==== Extract ====

This week we focused on information visualization with Niklas Elmqvist from the UMD iSchool. Niklas studies information visualization and human computer interaction. He joined UMD in the last year, after arriving from Purdue University.

For this week we also read Elzen & Wijk (2014), Heer, Bostock, & Ogievetsky (2010) and Heer & Shneiderman (2012). I enjoyed the two Heer articles because of their accessibility (they were written for the more general readership of ACM Queue), but also for their breadth. The 2012 paper in particular does a really nice job of summarizing a large number of visualization techniques by breaking them down into a taxonomy of data/view specification, view manipulation, and analysis process / provenance.

The surprise for me (since I’ve just been a dabbler in dataviz) is that the iterative feedback loop of the analysis/provenance piece is deemed an important part of the visualization itself. Niklas stressed this as he described how Visual Analytics which studies not only how to visualize data, but how the interaction between data processing, data visualization, computer interfaces and the human can enable new forms of reasoning that have previously been impossible, or at least very difficult.

==== Extracted material ====

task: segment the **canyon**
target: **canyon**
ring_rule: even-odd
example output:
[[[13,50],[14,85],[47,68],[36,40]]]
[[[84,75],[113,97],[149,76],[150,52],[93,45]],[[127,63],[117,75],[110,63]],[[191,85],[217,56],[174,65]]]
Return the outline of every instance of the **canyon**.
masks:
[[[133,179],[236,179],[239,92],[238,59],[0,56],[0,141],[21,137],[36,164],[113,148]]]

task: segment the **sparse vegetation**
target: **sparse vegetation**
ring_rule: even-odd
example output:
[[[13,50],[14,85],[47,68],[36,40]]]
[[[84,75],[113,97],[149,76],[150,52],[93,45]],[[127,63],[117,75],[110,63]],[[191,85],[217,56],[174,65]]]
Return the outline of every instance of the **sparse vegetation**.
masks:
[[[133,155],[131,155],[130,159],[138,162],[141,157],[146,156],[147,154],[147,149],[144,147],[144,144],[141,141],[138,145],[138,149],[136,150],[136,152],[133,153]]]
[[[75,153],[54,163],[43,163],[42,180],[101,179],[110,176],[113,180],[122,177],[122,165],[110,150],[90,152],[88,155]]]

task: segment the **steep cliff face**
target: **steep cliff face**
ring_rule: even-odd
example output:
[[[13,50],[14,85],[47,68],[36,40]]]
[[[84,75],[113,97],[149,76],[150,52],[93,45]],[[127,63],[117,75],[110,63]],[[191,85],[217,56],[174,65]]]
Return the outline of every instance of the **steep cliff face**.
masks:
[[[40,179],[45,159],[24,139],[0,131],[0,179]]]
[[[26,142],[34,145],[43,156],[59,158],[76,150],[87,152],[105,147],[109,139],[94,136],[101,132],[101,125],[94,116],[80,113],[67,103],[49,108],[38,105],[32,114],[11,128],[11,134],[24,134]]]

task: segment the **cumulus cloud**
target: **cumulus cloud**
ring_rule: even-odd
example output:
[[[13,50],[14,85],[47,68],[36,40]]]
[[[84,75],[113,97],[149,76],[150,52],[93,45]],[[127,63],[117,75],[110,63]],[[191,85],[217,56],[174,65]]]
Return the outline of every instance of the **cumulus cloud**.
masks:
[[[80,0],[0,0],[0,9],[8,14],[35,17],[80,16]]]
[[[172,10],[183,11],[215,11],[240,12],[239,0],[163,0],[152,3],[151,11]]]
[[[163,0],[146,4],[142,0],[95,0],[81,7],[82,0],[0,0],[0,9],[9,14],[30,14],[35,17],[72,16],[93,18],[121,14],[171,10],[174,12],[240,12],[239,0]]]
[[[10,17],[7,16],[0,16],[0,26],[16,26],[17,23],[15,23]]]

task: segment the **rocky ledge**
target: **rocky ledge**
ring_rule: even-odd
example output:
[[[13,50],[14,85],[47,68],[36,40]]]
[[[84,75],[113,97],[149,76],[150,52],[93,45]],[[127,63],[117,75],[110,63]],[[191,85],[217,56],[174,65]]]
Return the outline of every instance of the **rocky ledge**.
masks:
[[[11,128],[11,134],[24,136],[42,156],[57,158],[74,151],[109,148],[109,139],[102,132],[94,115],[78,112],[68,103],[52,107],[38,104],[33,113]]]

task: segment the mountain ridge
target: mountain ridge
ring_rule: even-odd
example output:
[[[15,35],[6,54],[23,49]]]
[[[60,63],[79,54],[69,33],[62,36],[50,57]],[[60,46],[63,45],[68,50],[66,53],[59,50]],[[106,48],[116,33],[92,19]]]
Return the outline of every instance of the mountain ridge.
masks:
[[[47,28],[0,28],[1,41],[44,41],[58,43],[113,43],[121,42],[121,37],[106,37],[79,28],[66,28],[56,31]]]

====
==== Extracted material ====

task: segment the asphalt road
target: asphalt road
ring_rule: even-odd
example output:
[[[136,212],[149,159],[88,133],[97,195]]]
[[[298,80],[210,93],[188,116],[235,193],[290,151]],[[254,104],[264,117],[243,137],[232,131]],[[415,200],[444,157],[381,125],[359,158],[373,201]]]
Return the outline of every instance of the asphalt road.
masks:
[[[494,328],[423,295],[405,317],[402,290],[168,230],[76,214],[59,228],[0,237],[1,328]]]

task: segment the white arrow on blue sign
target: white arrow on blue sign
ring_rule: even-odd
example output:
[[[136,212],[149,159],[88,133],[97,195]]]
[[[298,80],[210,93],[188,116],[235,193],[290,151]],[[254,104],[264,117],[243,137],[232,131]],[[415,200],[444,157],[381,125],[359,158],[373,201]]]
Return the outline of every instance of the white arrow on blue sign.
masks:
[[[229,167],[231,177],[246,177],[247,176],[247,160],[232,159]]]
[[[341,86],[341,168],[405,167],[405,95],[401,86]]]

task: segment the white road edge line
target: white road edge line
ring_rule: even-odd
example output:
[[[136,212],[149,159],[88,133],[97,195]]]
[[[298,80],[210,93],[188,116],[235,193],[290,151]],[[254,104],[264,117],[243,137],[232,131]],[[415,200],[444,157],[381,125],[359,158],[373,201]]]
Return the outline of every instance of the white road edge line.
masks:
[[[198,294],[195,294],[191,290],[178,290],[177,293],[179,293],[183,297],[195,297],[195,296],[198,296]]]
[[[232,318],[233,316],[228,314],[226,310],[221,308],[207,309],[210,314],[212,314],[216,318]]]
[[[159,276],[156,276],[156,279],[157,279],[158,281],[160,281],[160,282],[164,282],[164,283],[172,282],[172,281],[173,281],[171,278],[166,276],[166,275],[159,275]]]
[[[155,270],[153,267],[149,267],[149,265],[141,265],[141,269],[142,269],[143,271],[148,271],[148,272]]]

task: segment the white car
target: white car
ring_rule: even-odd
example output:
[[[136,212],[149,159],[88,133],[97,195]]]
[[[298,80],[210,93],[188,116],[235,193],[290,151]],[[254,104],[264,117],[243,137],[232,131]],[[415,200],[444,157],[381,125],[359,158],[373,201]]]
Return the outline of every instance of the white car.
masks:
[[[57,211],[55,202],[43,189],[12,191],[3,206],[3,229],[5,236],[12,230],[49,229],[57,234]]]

====

**Exercises:**
1) In the post about information visualization, which university did Niklas Elmqvist come from before joining UMD?
2) List every reading that the post about information visualization names for this week.

**Results:**
1) Purdue University

2)
- Elzen & Wijk (2014)
- Heer, Bostock, & Ogievetsky (2010)
- Heer & Shneiderman (2012)